- _Brano_
__________

Com’è nato il Ripasso?
«Con mio padre. Il Valpolicella era fresco e gioviale, l’Amarone un vino da meditazione. Mancava un vino di mezzo. Nell’Italia povera degli anni 50, riciclò gli scarti, le vinacce di Recioto e Amarone, ricche di zucchero, per una seconda fermentazione. Luigi Veronelli ci elogiò, il grande critico Hugh Johnson parlò di una tecnica ingegnosa. Ho regalato il nome alla Camera di commercio, chiedendo che venisse mantenuto il ricordo di mio padre».
Nel 1968 è stata istituita la Doc della Valpolicella, tra le polemiche.
«Ci fu un eccessivo allargamento per Valpolicella, Bardolino e Soave. Dicevano: il mondo chiede molto Valpolicella, piantiamo più vigneti in molte zone. Con gli anni si è capito che l’allargamento può essere un pericolo».

__________

- _Dati_
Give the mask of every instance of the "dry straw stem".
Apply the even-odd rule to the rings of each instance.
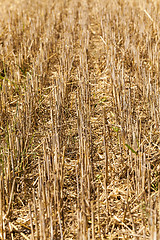
[[[0,238],[160,239],[159,1],[0,12]]]

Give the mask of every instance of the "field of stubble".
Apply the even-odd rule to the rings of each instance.
[[[159,1],[0,16],[0,239],[160,239]]]

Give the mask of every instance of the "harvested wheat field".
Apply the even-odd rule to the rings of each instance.
[[[0,15],[0,239],[159,240],[160,2]]]

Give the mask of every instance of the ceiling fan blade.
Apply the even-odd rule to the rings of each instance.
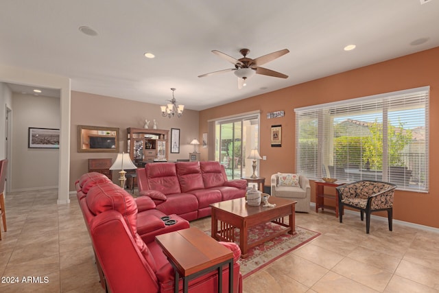
[[[210,73],[202,74],[201,75],[198,75],[198,77],[204,78],[205,76],[214,75],[215,74],[223,73],[224,72],[228,72],[228,71],[233,71],[234,70],[236,70],[236,68],[229,68],[228,69],[219,70],[217,71],[211,72]]]
[[[261,57],[258,57],[256,59],[253,59],[253,66],[259,66],[263,65],[264,64],[269,62],[270,61],[272,61],[274,59],[278,58],[279,57],[289,53],[289,50],[288,49],[284,49],[283,50],[277,51],[276,52],[270,53],[267,55],[264,55]]]
[[[238,78],[238,89],[241,89],[244,86],[246,81],[244,78]]]
[[[244,64],[241,61],[239,61],[239,60],[235,59],[232,56],[229,56],[228,55],[225,54],[224,54],[222,52],[220,52],[220,51],[213,50],[213,51],[212,51],[212,53],[219,56],[220,57],[221,57],[223,59],[226,60],[227,61],[230,62],[230,63],[232,63],[234,65],[236,65],[237,64],[239,64],[240,65],[244,65]]]
[[[275,78],[288,78],[288,75],[281,73],[280,72],[274,71],[274,70],[267,69],[266,68],[263,67],[256,67],[256,74],[274,76]]]

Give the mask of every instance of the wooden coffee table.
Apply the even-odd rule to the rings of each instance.
[[[175,271],[174,292],[183,279],[183,292],[189,281],[213,270],[218,273],[218,292],[222,292],[222,269],[228,265],[228,292],[233,292],[233,253],[195,227],[156,236]]]
[[[287,198],[271,196],[268,199],[274,207],[264,207],[262,204],[252,207],[247,204],[246,199],[237,198],[211,204],[212,208],[212,237],[219,241],[235,242],[235,228],[239,229],[239,248],[241,257],[248,255],[248,249],[288,233],[295,235],[295,205],[296,201]],[[289,224],[284,217],[289,217]],[[285,227],[266,237],[248,243],[248,229],[261,224],[272,222]]]

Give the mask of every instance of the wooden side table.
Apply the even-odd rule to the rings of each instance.
[[[324,187],[337,187],[340,185],[343,185],[344,183],[329,183],[325,181],[315,181],[316,183],[316,213],[318,213],[318,209],[322,209],[324,211],[324,209],[335,211],[335,217],[338,218],[338,196],[337,194],[335,195],[327,194],[324,193]],[[331,198],[335,200],[335,206],[329,206],[324,204],[324,198]]]
[[[265,177],[247,177],[244,176],[241,177],[241,179],[244,179],[247,180],[247,186],[248,186],[248,183],[257,183],[258,185],[258,190],[263,192],[263,187],[265,185]]]
[[[228,264],[228,292],[233,292],[233,253],[195,227],[156,236],[176,272],[174,292],[178,292],[180,276],[183,292],[191,279],[217,270],[218,292],[222,292],[222,267]]]

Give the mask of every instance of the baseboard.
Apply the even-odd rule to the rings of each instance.
[[[316,203],[315,202],[311,202],[310,205],[311,205],[311,207],[312,208],[316,209]],[[358,211],[351,211],[351,210],[347,209],[344,209],[344,212],[347,213],[352,213],[352,214],[355,214],[355,213],[359,213]],[[370,218],[373,218],[374,219],[378,220],[380,220],[380,221],[385,222],[386,223],[388,222],[388,219],[387,219],[386,217],[381,217],[379,215],[372,214],[372,215],[370,215]],[[421,224],[419,224],[411,223],[410,222],[405,222],[405,221],[401,221],[400,220],[395,220],[395,219],[393,219],[393,222],[394,223],[397,223],[397,224],[403,225],[403,226],[405,226],[407,227],[414,228],[416,228],[416,229],[420,229],[420,230],[424,230],[424,231],[429,231],[429,232],[434,232],[434,233],[439,233],[439,228],[434,228],[434,227],[431,227],[429,226],[421,225]]]
[[[34,191],[37,190],[47,190],[47,189],[58,189],[58,185],[56,186],[47,186],[45,187],[29,187],[29,188],[19,188],[12,189],[10,192],[20,192],[20,191]]]

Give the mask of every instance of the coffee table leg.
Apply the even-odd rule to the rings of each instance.
[[[289,220],[289,226],[291,227],[291,231],[289,233],[296,235],[297,233],[297,232],[296,232],[296,204],[292,205],[292,211]]]
[[[176,270],[175,268],[174,269],[176,271],[174,292],[174,293],[178,293],[178,280],[180,279],[180,274],[178,274],[178,271]]]
[[[215,212],[215,209],[212,209],[212,220],[211,221],[211,236],[213,239],[217,239],[217,233],[218,231],[218,221]]]
[[[241,255],[242,258],[247,257],[247,234],[246,227],[239,228],[239,247],[242,250],[242,255]]]

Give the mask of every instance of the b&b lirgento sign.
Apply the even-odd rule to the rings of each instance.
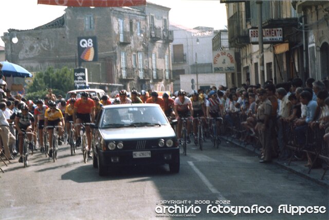
[[[74,87],[76,89],[85,89],[88,86],[88,71],[86,68],[74,69]]]

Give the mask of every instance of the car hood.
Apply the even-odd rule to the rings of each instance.
[[[100,129],[99,130],[105,140],[149,139],[175,136],[175,132],[170,125],[111,128]]]

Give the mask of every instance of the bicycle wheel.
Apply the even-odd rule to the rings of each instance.
[[[187,131],[186,129],[184,129],[184,131],[183,132],[183,151],[184,153],[185,156],[186,156],[186,148],[187,148]]]
[[[203,142],[203,137],[202,135],[202,127],[201,126],[199,126],[199,129],[198,130],[198,139],[199,142],[199,146],[200,147],[200,150],[202,150],[202,145]]]

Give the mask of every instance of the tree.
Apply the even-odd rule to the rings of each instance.
[[[25,96],[33,99],[43,98],[48,89],[51,88],[54,94],[65,97],[68,91],[74,89],[74,77],[72,69],[64,67],[55,69],[49,67],[44,72],[39,72],[34,75]]]

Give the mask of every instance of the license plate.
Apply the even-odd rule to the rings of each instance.
[[[133,158],[151,157],[151,151],[133,152]]]

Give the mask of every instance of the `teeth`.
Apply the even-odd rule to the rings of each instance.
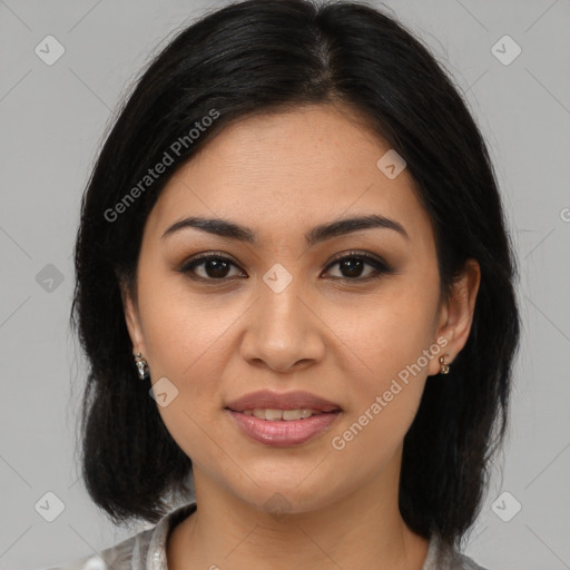
[[[305,420],[311,417],[312,415],[321,414],[318,410],[311,410],[309,407],[301,407],[297,410],[275,410],[275,409],[261,409],[256,407],[255,410],[244,410],[244,414],[254,415],[259,420],[267,420],[269,422],[275,422],[278,420],[291,421],[291,420]]]

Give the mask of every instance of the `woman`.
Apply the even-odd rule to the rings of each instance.
[[[100,151],[76,272],[83,479],[155,525],[60,569],[481,568],[514,258],[478,127],[392,18],[248,0],[183,30]]]

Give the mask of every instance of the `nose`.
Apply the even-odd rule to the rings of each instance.
[[[261,282],[240,346],[250,365],[291,373],[323,360],[326,325],[298,282],[294,278],[278,293]]]

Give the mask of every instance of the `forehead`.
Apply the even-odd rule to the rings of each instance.
[[[430,232],[413,179],[377,166],[390,145],[348,109],[307,106],[237,120],[167,183],[149,219],[160,234],[185,215],[238,220],[263,238],[318,222],[376,214]],[[407,228],[410,226],[410,228]]]

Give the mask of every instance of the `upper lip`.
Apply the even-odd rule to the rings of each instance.
[[[272,392],[271,390],[259,390],[250,392],[237,400],[229,402],[226,407],[234,412],[243,412],[244,410],[273,409],[273,410],[297,410],[306,407],[311,410],[318,410],[321,412],[340,411],[341,406],[328,400],[320,397],[309,392],[294,391],[294,392]]]

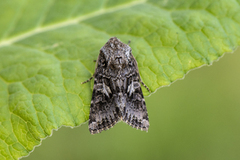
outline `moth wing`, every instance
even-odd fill
[[[122,113],[122,120],[133,128],[148,131],[148,113],[138,76],[133,76],[133,80],[129,81],[127,104]]]

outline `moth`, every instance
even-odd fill
[[[148,131],[149,120],[142,94],[137,61],[129,45],[112,37],[100,49],[93,76],[89,131],[91,134],[108,130],[120,120],[133,128]],[[82,84],[83,84],[82,83]]]

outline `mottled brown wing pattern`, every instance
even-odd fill
[[[100,50],[93,77],[89,115],[91,134],[107,130],[120,120],[148,131],[148,113],[140,85],[142,81],[128,45],[116,37],[110,38]]]

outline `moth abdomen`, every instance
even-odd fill
[[[140,85],[144,83],[127,44],[116,37],[110,38],[100,50],[93,77],[89,115],[91,134],[108,130],[120,120],[133,128],[148,131],[148,113]]]

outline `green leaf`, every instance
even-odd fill
[[[151,91],[240,44],[239,0],[8,0],[0,16],[0,159],[88,120],[92,89],[81,82],[110,37],[131,40]]]

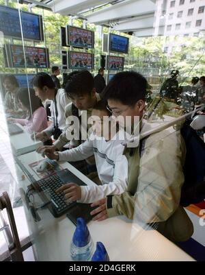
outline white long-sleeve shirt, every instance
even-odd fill
[[[108,195],[119,195],[126,190],[128,161],[122,155],[124,149],[119,136],[120,130],[109,141],[92,134],[90,137],[76,148],[59,152],[59,160],[77,161],[94,154],[99,179],[102,185],[83,186],[79,202],[91,203]]]

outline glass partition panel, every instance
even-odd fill
[[[152,207],[152,204],[151,206],[149,204],[152,202],[150,198],[153,202],[154,198],[150,195],[149,200],[144,200],[147,198],[146,195],[143,198],[136,195],[139,201],[141,201],[142,208],[146,208],[148,203],[148,207],[152,210],[151,213],[148,211],[147,219],[141,222],[139,220],[143,217],[139,217],[134,213],[135,206],[136,211],[138,211],[141,214],[141,208],[137,201],[135,201],[133,196],[131,195],[133,193],[134,195],[136,191],[141,191],[143,184],[142,187],[135,184],[135,188],[132,187],[129,189],[128,187],[129,192],[126,193],[130,193],[128,201],[131,200],[131,215],[126,213],[127,205],[125,204],[123,205],[125,210],[122,207],[123,210],[120,209],[119,214],[125,214],[126,217],[121,215],[120,218],[112,217],[102,222],[91,221],[90,213],[92,208],[90,204],[77,204],[76,200],[79,200],[77,198],[68,203],[68,200],[65,202],[64,193],[56,193],[56,190],[62,185],[74,182],[81,187],[81,195],[86,197],[85,184],[96,187],[94,182],[100,180],[96,177],[97,171],[102,182],[103,177],[106,178],[106,183],[111,182],[114,178],[114,171],[111,169],[115,167],[115,160],[109,159],[106,152],[102,150],[105,148],[102,149],[101,154],[98,149],[94,148],[96,161],[96,153],[98,152],[103,158],[103,161],[101,160],[102,165],[97,163],[98,171],[93,162],[85,160],[87,155],[86,158],[84,156],[85,158],[82,157],[82,159],[73,156],[75,161],[71,161],[73,159],[64,158],[60,156],[62,156],[61,153],[57,153],[73,149],[81,141],[80,136],[77,139],[77,141],[72,140],[69,137],[70,136],[68,136],[68,134],[72,133],[68,127],[70,126],[68,117],[77,117],[78,121],[80,121],[83,126],[94,104],[100,99],[100,95],[96,96],[92,86],[92,95],[94,95],[89,94],[90,101],[83,105],[85,98],[83,97],[82,99],[79,95],[81,95],[81,92],[83,93],[85,86],[89,86],[88,80],[85,81],[83,86],[79,78],[74,85],[74,74],[71,76],[69,75],[68,78],[68,75],[77,69],[81,72],[86,69],[94,77],[98,75],[99,69],[102,68],[104,71],[100,71],[99,73],[102,73],[101,77],[105,77],[107,84],[115,80],[118,71],[138,72],[148,80],[146,106],[140,119],[143,117],[150,128],[154,128],[155,123],[157,124],[159,122],[161,125],[170,123],[174,118],[193,110],[195,105],[204,103],[204,87],[202,88],[199,82],[199,77],[204,75],[205,69],[204,1],[200,0],[199,5],[198,1],[185,1],[179,3],[169,0],[148,0],[148,10],[143,10],[143,14],[137,12],[134,16],[122,15],[119,19],[108,18],[109,14],[107,17],[103,16],[104,9],[105,12],[111,11],[115,7],[118,8],[119,5],[120,8],[125,4],[131,5],[126,3],[129,1],[114,1],[113,4],[106,3],[102,6],[87,8],[83,5],[82,10],[75,5],[69,16],[66,15],[68,12],[67,13],[60,9],[59,2],[66,5],[70,1],[53,1],[47,3],[39,1],[40,3],[38,6],[36,1],[34,1],[34,4],[21,4],[19,2],[18,0],[0,0],[0,192],[8,192],[14,208],[23,206],[27,219],[24,226],[27,237],[32,243],[36,261],[73,260],[70,244],[76,228],[77,217],[79,216],[85,217],[86,222],[90,222],[87,226],[94,247],[96,241],[102,241],[111,260],[155,259],[154,250],[157,246],[152,241],[152,232],[154,229],[158,229],[156,220],[153,219],[152,228],[148,226],[152,223],[149,215],[156,214],[154,212],[159,210],[158,207]],[[140,1],[137,2],[138,5]],[[184,9],[183,7],[185,7]],[[124,10],[120,11],[123,12]],[[96,14],[101,14],[102,12],[102,15],[99,15],[99,18],[96,19],[94,16],[95,12]],[[85,29],[89,32],[86,32]],[[87,34],[90,44],[86,40]],[[88,56],[92,63],[90,66],[87,65]],[[109,66],[106,63],[109,60],[111,60]],[[120,60],[122,64],[120,64]],[[196,82],[193,82],[193,77]],[[91,80],[92,83],[92,76]],[[73,86],[70,85],[70,83]],[[131,82],[127,84],[131,84]],[[72,87],[77,93],[74,93],[74,96],[70,95],[70,88],[72,89]],[[122,87],[120,87],[120,89]],[[126,93],[128,95],[128,91],[126,91]],[[72,104],[70,104],[70,101]],[[127,102],[128,106],[134,103],[130,101]],[[116,110],[115,106],[112,108],[109,105],[106,106],[105,112],[109,111],[110,115],[110,111],[112,111],[115,116],[118,112],[121,115],[126,114],[128,106]],[[100,106],[97,108],[101,110]],[[87,111],[89,114],[85,121],[81,120],[83,119],[84,111]],[[109,121],[111,121],[110,119]],[[99,121],[101,123],[100,119]],[[159,137],[159,140],[175,139],[176,130],[179,128],[177,128],[178,123],[174,124],[171,125],[172,132]],[[89,127],[86,125],[86,133]],[[133,127],[130,128],[133,130]],[[73,132],[78,129],[77,125]],[[172,144],[173,146],[176,145],[174,142]],[[160,146],[161,143],[159,145]],[[152,152],[150,144],[148,147],[142,146],[142,148],[148,154],[149,152]],[[131,152],[129,156],[132,156],[132,154]],[[158,171],[155,173],[153,171],[156,160],[154,152],[153,154],[154,156],[151,156],[149,158],[149,160],[152,160],[153,156],[153,163],[149,163],[147,167],[147,162],[145,162],[143,167],[140,167],[143,171],[148,171],[148,178],[142,180],[143,183],[146,182],[146,187],[150,187],[149,183],[152,187],[152,180],[154,182],[156,179],[161,180],[166,174],[159,175]],[[137,163],[137,157],[135,160],[135,163]],[[169,170],[169,161],[166,162],[165,157],[163,165],[168,177],[172,178],[174,171],[172,173]],[[126,163],[126,165],[122,165],[122,171],[128,165]],[[107,167],[108,165],[112,168]],[[136,173],[139,169],[139,166],[135,167],[136,169],[135,168]],[[102,178],[100,173],[102,167],[105,169],[105,172],[102,169]],[[170,169],[173,169],[172,165]],[[128,170],[124,173],[128,174]],[[120,171],[118,171],[120,174]],[[106,178],[107,176],[109,177]],[[181,179],[182,172],[180,176]],[[128,176],[127,177],[128,178]],[[137,179],[136,182],[138,181],[138,177]],[[123,186],[124,189],[119,191],[116,188],[109,193],[118,195],[116,202],[120,200],[120,204],[121,199],[119,198],[123,198],[126,184],[129,184],[129,180],[124,176],[124,184],[125,181],[126,184]],[[152,189],[150,190],[151,194]],[[163,193],[163,191],[164,189]],[[108,195],[100,193],[100,198]],[[98,193],[96,192],[96,194]],[[97,195],[96,198],[99,198]],[[165,196],[162,197],[165,199]],[[172,197],[169,200],[179,202],[180,194],[178,193],[176,198],[177,200],[175,200]],[[87,199],[85,202],[94,201]],[[156,200],[156,202],[159,204],[157,206],[162,206],[163,202],[160,200]],[[114,204],[109,205],[110,208]],[[172,206],[172,204],[170,207]],[[118,206],[115,211],[118,212]],[[165,220],[168,217],[165,215],[162,219]],[[19,217],[16,219],[19,219]],[[132,219],[134,219],[133,227]],[[118,228],[120,230],[118,230]],[[119,243],[122,236],[126,240],[122,244],[124,248],[122,250],[122,248],[118,247],[117,249],[114,247],[113,240],[115,241],[115,245]],[[149,254],[147,241],[147,253],[144,254],[141,236],[144,239],[152,241],[153,253],[152,250]],[[178,255],[178,259],[190,259],[158,232],[154,231],[154,236],[153,239],[170,247],[170,250],[167,249],[167,254],[165,256],[160,250],[163,246],[159,246],[157,259],[169,259],[169,256],[176,259],[176,255]],[[141,248],[136,251],[136,248],[139,247]]]

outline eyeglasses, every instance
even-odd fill
[[[111,110],[109,107],[108,105],[107,105],[106,108],[110,112],[111,112],[113,115],[117,116],[117,117],[120,115],[122,115],[124,112],[125,112],[126,110],[127,110],[129,108],[129,107],[128,107],[124,110],[120,110],[115,111],[115,110]]]

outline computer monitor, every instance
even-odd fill
[[[113,78],[114,75],[114,73],[109,73],[107,75],[107,83]]]
[[[5,65],[13,68],[49,68],[49,49],[19,45],[5,45]],[[25,60],[25,56],[26,62]],[[8,64],[7,64],[8,62]]]
[[[127,53],[129,38],[125,36],[109,34],[109,51],[117,53]]]
[[[66,28],[65,27],[60,27],[60,43],[62,47],[66,47]]]
[[[20,11],[20,19],[24,39],[44,40],[41,15]],[[0,31],[4,36],[21,38],[18,10],[0,5]]]
[[[124,58],[122,56],[107,56],[107,69],[109,71],[123,71]]]
[[[18,73],[14,75],[18,81],[19,87],[20,88],[27,88],[28,84],[29,88],[33,88],[31,80],[33,80],[34,75],[34,73],[29,73],[27,75],[24,73]]]
[[[67,51],[62,51],[62,69],[67,70],[68,64]]]
[[[80,27],[67,26],[67,45],[88,49],[94,48],[94,32]]]
[[[92,70],[94,68],[94,55],[79,51],[69,52],[69,68]]]

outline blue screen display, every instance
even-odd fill
[[[109,50],[123,53],[127,53],[128,50],[128,41],[127,37],[110,34]]]
[[[25,12],[20,16],[24,38],[40,40],[39,16]],[[0,5],[0,31],[5,36],[21,38],[18,10]]]
[[[14,76],[16,78],[18,83],[19,84],[19,87],[20,87],[20,88],[27,87],[27,77],[28,77],[29,88],[33,88],[33,85],[31,84],[31,81],[33,79],[34,75],[35,75],[34,74],[33,75],[24,75],[24,74],[14,75]]]
[[[113,77],[114,75],[115,75],[114,74],[113,75],[111,75],[111,74],[108,75],[108,82],[113,78]]]

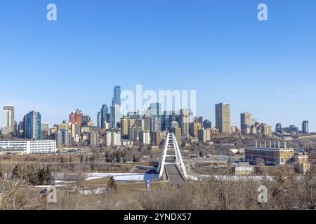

__________

- _Consegna_
Prosegui l'intervista sul Ripasso e sulla Valpolicella, riprendendo subito dopo l'ultima frase del brano.

- _Svolgimento_
E l’Amarone?
«Negli anni 70 venivano a trovarmi i critici americani di Wine Spectator, mi battevano la spalla e mi dicevano: buono, ma lascia perdere, pianta Cabernet e Merlot. Non li ho ascoltati».
Come avete lanciato l’Amarone?
«Ho avuto un’intuizione: bisognava renderlo più bevibile. Era quasi un Porto, ossidato, ostico. Abbiamo studiato con l’università di Milano e capito che bisognava raccogliere uve integre non sovramature, appassirle con rigore, farle fermentare velocemente. Nel 1983 è nato il primo Amarone contemporaneo».
Quando l’avete presentato?
«Al Vinitaly del 1987, gli altri produttori portavano l’annata 1977. Uno choc. Mi davano del matto. Poi tutti mi hanno seguito».
Cos’è l’Amarone?
«Un’illusione di dolcezza, ci sono solo 6 grammi di zucchero, è suadente, non esiste un altro vino così forte e equilibrato, barocco e femminile, complesso e piacevole, longevo e mutante nel tempo. Se si stappa dopo 15 anni, è come aprire un vasetto di ciliegie sotto spirito».
Quali documenti avete trovato sulle 250 vendemmie?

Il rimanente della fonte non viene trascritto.